→ MATERIAL PROVIDED:
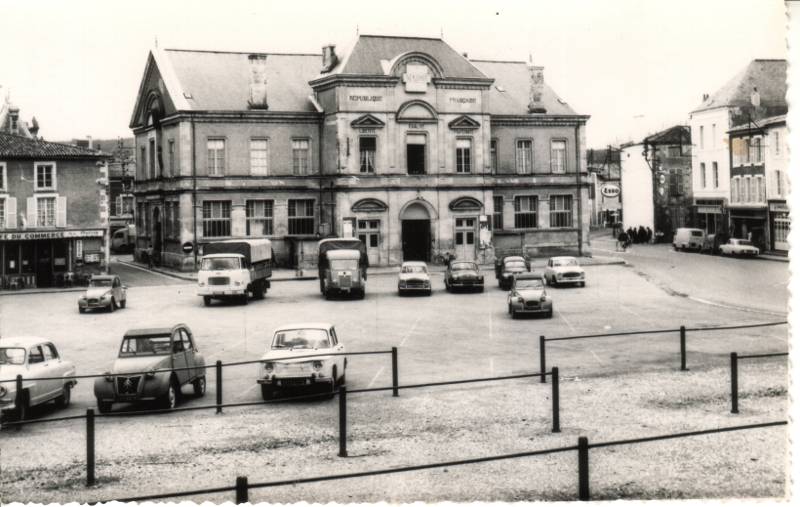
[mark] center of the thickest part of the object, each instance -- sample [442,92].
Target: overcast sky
[635,66]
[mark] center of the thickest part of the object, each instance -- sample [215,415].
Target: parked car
[105,291]
[686,238]
[508,267]
[33,358]
[152,364]
[414,277]
[529,295]
[463,275]
[311,344]
[736,246]
[564,270]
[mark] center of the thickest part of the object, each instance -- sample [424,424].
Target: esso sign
[609,190]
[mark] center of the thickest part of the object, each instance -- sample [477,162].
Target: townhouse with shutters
[401,141]
[53,215]
[757,92]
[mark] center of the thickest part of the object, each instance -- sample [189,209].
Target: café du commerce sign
[610,190]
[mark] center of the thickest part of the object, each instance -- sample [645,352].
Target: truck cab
[343,274]
[235,269]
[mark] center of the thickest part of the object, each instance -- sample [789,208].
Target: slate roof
[14,146]
[370,50]
[769,76]
[515,79]
[220,81]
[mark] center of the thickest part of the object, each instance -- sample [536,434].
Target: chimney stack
[329,58]
[535,104]
[258,82]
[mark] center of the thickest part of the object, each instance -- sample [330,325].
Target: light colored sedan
[414,277]
[33,358]
[299,356]
[105,291]
[528,295]
[564,270]
[736,246]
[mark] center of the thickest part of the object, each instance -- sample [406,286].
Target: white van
[688,238]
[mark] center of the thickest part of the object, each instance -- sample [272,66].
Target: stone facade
[404,143]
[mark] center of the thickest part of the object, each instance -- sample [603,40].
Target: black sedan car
[463,275]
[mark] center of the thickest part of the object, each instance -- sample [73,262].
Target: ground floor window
[259,218]
[368,231]
[216,219]
[560,211]
[301,216]
[525,212]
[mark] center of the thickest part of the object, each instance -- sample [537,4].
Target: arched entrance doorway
[156,236]
[416,232]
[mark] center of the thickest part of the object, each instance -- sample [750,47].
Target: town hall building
[402,142]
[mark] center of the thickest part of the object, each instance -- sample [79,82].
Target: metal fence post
[219,387]
[583,469]
[395,383]
[542,362]
[90,447]
[241,490]
[734,383]
[556,402]
[19,400]
[342,421]
[683,348]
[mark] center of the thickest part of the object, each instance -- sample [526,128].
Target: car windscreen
[145,346]
[530,284]
[565,262]
[301,339]
[220,263]
[464,266]
[344,264]
[12,355]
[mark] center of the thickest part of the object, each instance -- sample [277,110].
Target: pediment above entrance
[465,204]
[417,111]
[367,121]
[464,122]
[369,204]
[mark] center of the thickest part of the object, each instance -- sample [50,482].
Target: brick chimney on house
[535,104]
[258,82]
[329,58]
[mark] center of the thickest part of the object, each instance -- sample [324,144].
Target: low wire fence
[681,336]
[243,486]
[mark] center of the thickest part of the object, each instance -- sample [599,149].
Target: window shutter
[11,213]
[61,211]
[31,212]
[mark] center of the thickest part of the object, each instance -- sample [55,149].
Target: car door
[338,348]
[179,364]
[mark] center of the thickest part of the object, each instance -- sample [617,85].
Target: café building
[400,141]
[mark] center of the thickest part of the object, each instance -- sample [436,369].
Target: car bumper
[545,307]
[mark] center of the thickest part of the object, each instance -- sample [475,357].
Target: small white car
[33,358]
[311,344]
[736,246]
[564,270]
[414,277]
[105,291]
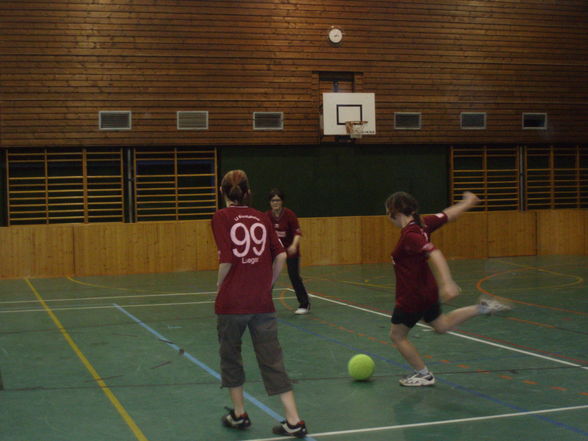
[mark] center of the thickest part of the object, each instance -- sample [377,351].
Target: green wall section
[342,179]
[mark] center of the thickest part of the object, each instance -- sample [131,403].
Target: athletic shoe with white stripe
[418,380]
[236,422]
[491,306]
[297,430]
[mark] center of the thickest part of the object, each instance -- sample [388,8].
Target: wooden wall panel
[151,247]
[378,238]
[512,233]
[147,247]
[64,60]
[560,232]
[467,237]
[36,251]
[328,241]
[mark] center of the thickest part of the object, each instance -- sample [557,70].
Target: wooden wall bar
[151,247]
[65,60]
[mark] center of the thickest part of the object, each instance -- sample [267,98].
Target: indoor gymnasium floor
[135,358]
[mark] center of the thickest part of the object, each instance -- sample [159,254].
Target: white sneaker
[491,306]
[418,380]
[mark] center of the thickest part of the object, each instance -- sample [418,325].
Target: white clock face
[335,35]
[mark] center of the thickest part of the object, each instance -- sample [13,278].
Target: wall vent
[192,120]
[535,121]
[114,120]
[407,120]
[268,120]
[473,120]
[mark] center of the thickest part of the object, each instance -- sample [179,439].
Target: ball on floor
[361,367]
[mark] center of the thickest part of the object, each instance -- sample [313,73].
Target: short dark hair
[275,192]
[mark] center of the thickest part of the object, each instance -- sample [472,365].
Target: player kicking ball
[423,280]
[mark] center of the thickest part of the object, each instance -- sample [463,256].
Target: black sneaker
[231,420]
[285,428]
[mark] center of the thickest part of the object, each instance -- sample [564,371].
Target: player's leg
[446,322]
[402,323]
[399,336]
[230,328]
[293,264]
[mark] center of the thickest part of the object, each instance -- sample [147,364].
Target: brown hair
[401,202]
[275,192]
[235,186]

→ WRITTEN REQUEST: Rewrite all of the lines above, changing every "thickest part" to "widest part" and keeping everything else the same. Omit the pictures from your version.

→ TASK RESULT:
[mark] center of the widest part of the object, each instance -- sample [442,92].
Target: overcast sky
[635,66]
[mark] center of the widest part of the object, each instance -- sample [215,415].
Target: parked car
[105,291]
[686,238]
[508,267]
[33,358]
[152,364]
[414,277]
[529,295]
[463,275]
[311,344]
[736,246]
[564,270]
[mark] center of the widest part of the object, each instance -- sample [424,424].
Target: esso sign
[609,190]
[mark] center of the widest part of the object, each instance -- sample [477,162].
Target: townhouse with shutters
[401,141]
[53,215]
[757,92]
[mark] center of the widest part of the object, each instance -- sample [189,209].
Target: café du commerce sign
[610,190]
[mark] center of the widest part of the object, each instance -- sample [645,352].
Target: truck cab
[343,274]
[235,269]
[mark] center of the widest part of the object, each instance -- sample [789,208].
Target: slate roof
[14,146]
[370,50]
[769,76]
[515,79]
[220,81]
[mark] center of the widest part of the object, each instance -- sample [536,434].
Target: chimney stack
[329,58]
[535,104]
[258,82]
[mark] center of the widest part of the object, each instance -- sample [330,325].
Target: light colored sedan
[414,277]
[33,358]
[299,356]
[105,291]
[528,295]
[564,270]
[736,246]
[mark] center of the widest part of the object, each instance -- sample [406,286].
Target: white van
[688,238]
[mark] center of the widest part of the object, each instance -- sample [272,66].
Target: stone facade
[404,143]
[mark] center of the widest part of the object, each instance -- sample [603,40].
Target: black sedan car
[463,275]
[mark] center of the widest part of the object, each instance -- sample [73,262].
Target: ground floor window
[259,218]
[368,231]
[216,219]
[560,211]
[301,216]
[525,212]
[mark] center of the widest part of the object, each instance -- sample [537,4].
Target: arched entrance doorway
[156,236]
[416,232]
[mark] center of the widest part of the object, each instance -- sample [750,47].
Target: town hall building
[402,142]
[mark] center of the widest part of the object, each instance -- sample [79,82].
Target: metal fence post
[219,387]
[583,469]
[395,383]
[542,362]
[90,447]
[241,490]
[734,383]
[556,402]
[19,400]
[342,421]
[683,348]
[mark] center of the widest part of the object, each instance -- sample [526,128].
Target: car windscreen
[145,346]
[530,284]
[565,262]
[301,339]
[220,263]
[464,266]
[344,264]
[12,355]
[mark] center of the widest part of the object, each instance -- sample [277,110].
Target: pediment above entrance
[465,204]
[417,111]
[367,121]
[464,122]
[369,204]
[mark] center of the widest part of the object, each instance -- sample [50,482].
Target: brick chimney on house
[535,104]
[258,82]
[329,58]
[mark] center of the widest part of the object, each instance -- sample [324,144].
Target: low wire fence
[681,336]
[243,486]
[mark] center of the widest part of the object, each instance -- sample [599,149].
Target: window shutter
[11,213]
[61,211]
[31,212]
[mark] center of the widest part of the object, each instance -- sample [55,149].
Target: car door
[338,348]
[179,364]
[mark] center of the widest part of the object, each instance -- sample [617,85].
Target: café building
[400,141]
[mark] center of the widest part of the object, each instance -- sample [436,369].
Target: car bumper
[545,307]
[mark] center of the widest part of the object, each instance -- sample [475,357].
Target: small white car
[33,358]
[311,344]
[736,246]
[564,270]
[414,277]
[105,291]
[mark] center of the widest part of the object, each instance -- sample [377,351].
Target: green wall section
[342,179]
[mark] center of the widest part of the object, each instance -- sample [131,403].
Target: athletic shoe with white stripe
[418,380]
[236,422]
[491,306]
[297,430]
[mark] center of the widest part of the object, each instance -- sample [388,8].
Target: wooden wall panel
[151,247]
[378,238]
[512,233]
[147,247]
[64,60]
[560,232]
[467,237]
[36,251]
[328,241]
[mark] center of the widest part of the object, each instance -- sample [557,70].
Target: wooden wall bar
[151,247]
[65,60]
[mark] center of the widest part of the object, each instance -- sample [267,98].
Target: indoor gymnasium floor
[135,358]
[mark] center of the widest part of the object, each instance -- sample [159,254].
Target: white sneaker
[491,306]
[418,380]
[mark] center of the widest part of the object, each instance -- sample [418,325].
Target: white clock face
[335,35]
[mark] center of the widest part of the object, each instance -- sample [13,278].
Target: wall vent
[192,120]
[535,121]
[114,120]
[407,120]
[268,120]
[473,120]
[mark] center of the widest part of the object, each instance -- sample [179,439].
Target: ball on floor
[361,367]
[mark] center of the widest part of the object, each instance -- sample [313,73].
Target: short dark hair
[275,192]
[mark] center of the widest part of the object, each instance -- sample [472,365].
Target: player kicking ball
[423,280]
[mark] center of the widest part of the object, each instance -- sample [463,256].
Target: black sneaker
[231,420]
[285,428]
[mark] center of the widest part of the object, each instance -- sample [564,371].
Target: player's leg
[446,322]
[402,323]
[399,336]
[230,328]
[293,264]
[mark] center of the widest part of the object, each instance -- sample [147,364].
Target: brown hair
[401,202]
[275,192]
[235,186]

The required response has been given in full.